Excerpted text —
:::::

# 7 In-Line Tuners - Where to Find?



## Webmaestro (May 9, 2012)

I'm having a 7-string neck built for a project guitar--based on the Wizard 7 Prestige neck that's on my 1527M.

I want to provide the tuners to the builder, but have run into a funny little snag. I can only find sets of 6. Any idea where I can find a set of 7 in-line?


----------



## Vostre Roy (May 9, 2012)

Webmaestro said:


> I'm having a 7-string neck built for a project guitar--based on the Wizard 7 Prestige neck that's on my 1527M.
> 
> I want to provide the tuners to the builder, but have run into a funny little snag. I can only find sets of 6. Any idea where I can find a set of 7 in-line?


 
Warmoth sells them individually: Guitar Tuning Machines

Beside that, maybe send a email to Stewmac or Allparts and ask them if they can ship you an inline 6 set with an extra tuner


----------



## canuck brian (May 9, 2012)

Hipshot also sells them individually.


----------



## Necromagnon (May 9, 2012)

Sperzel also. Try to search here and some other sites, a lot of people build themselves 7 string guitars with in line tuners.


----------



## ShiftKey (May 9, 2012)

there is a dude in the US on jemsite whos got a set from a 7620 for sale, so mabe shoot him a pm on there?
IIRC his thread is somelike, uv1000 case and losts of spare parts for sale or something like that


----------



## possumkiller (May 9, 2012)

Rich @ Ibanezrules.com

There was a guy I used to order custom Sperzels and Hipshots from but I seriously can't remember his name or website lol.


----------



## bouVIP (May 9, 2012)

Sperzel Locking Tuners

The guy on the site can get you a 7 in-line set of sperzels


----------



## possumkiller (May 9, 2012)

bouVIP said:


> Sperzel Locking Tuners
> 
> The guy on the site can get you a 7 in-line set of sperzels


 
THAT is who I was trying to remember. He's a great guy to work with.


----------



## Webmaestro (May 9, 2012)

Thanks for the help. I'm all set now--ordered a set of 7 in-line locking Sprezels.

I'm basically having an Apex 2-style body and a Wizard 7 Prestige-style neck built, but with custom specs (of course). I'll do everything else... oil finish, install hardware, pickups, etc.

Will post pics in a few months (or sooner if the luthier sends me in-progress pics).


----------



## EpicFlail (May 9, 2012)

bouVIP said:


> Sperzel Locking Tuners
> 
> The guy on the site can get you a 7 in-line set of sperzels



Beat me to it! I got my Hipshots from him. Loads cheaper than straight from the Hipshot website.


----------

:::::

What you have to do —
Please say whether each statement agrees with the thread about seven in-line tuners, answering yes or no and quoting the words from the thread that decide it. 1. Hipshot sells tuners one at a time. 2. Webmaestro plans to leave the oil finish to the builder. 3. EpicFlail paid more for Hipshots from the seller than the Hipshot website charges. Rely only on the thread for your answers.

Information supplied —
:::::

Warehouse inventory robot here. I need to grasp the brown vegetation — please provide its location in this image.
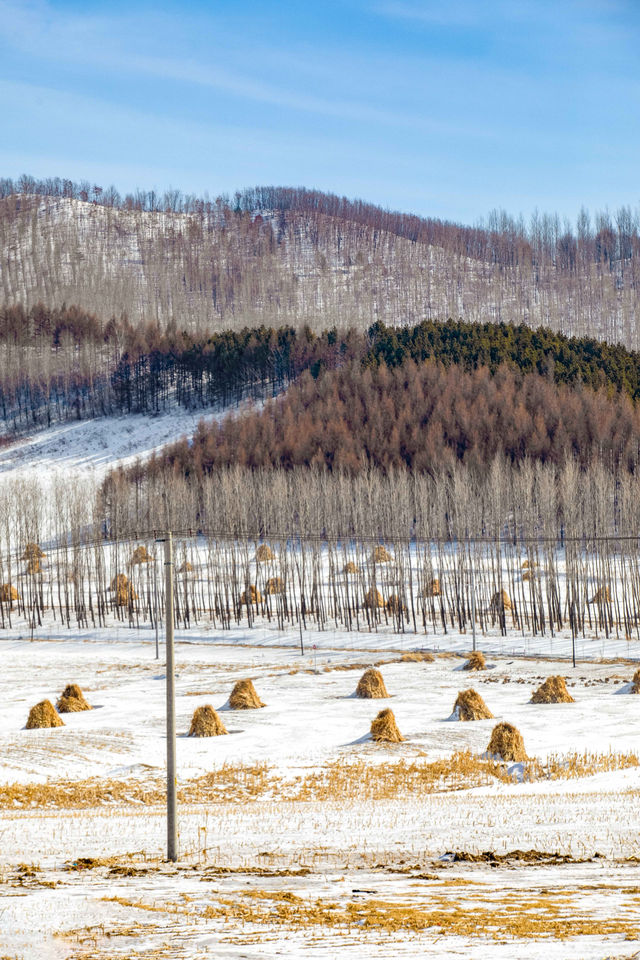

:::::

The result —
1. Yes: "Hipshot also sells them individually."
2. No: "I'll do everything else... oil finish, install hardware, pickups, etc."
3. No: "Loads cheaper than straight from the Hipshot website."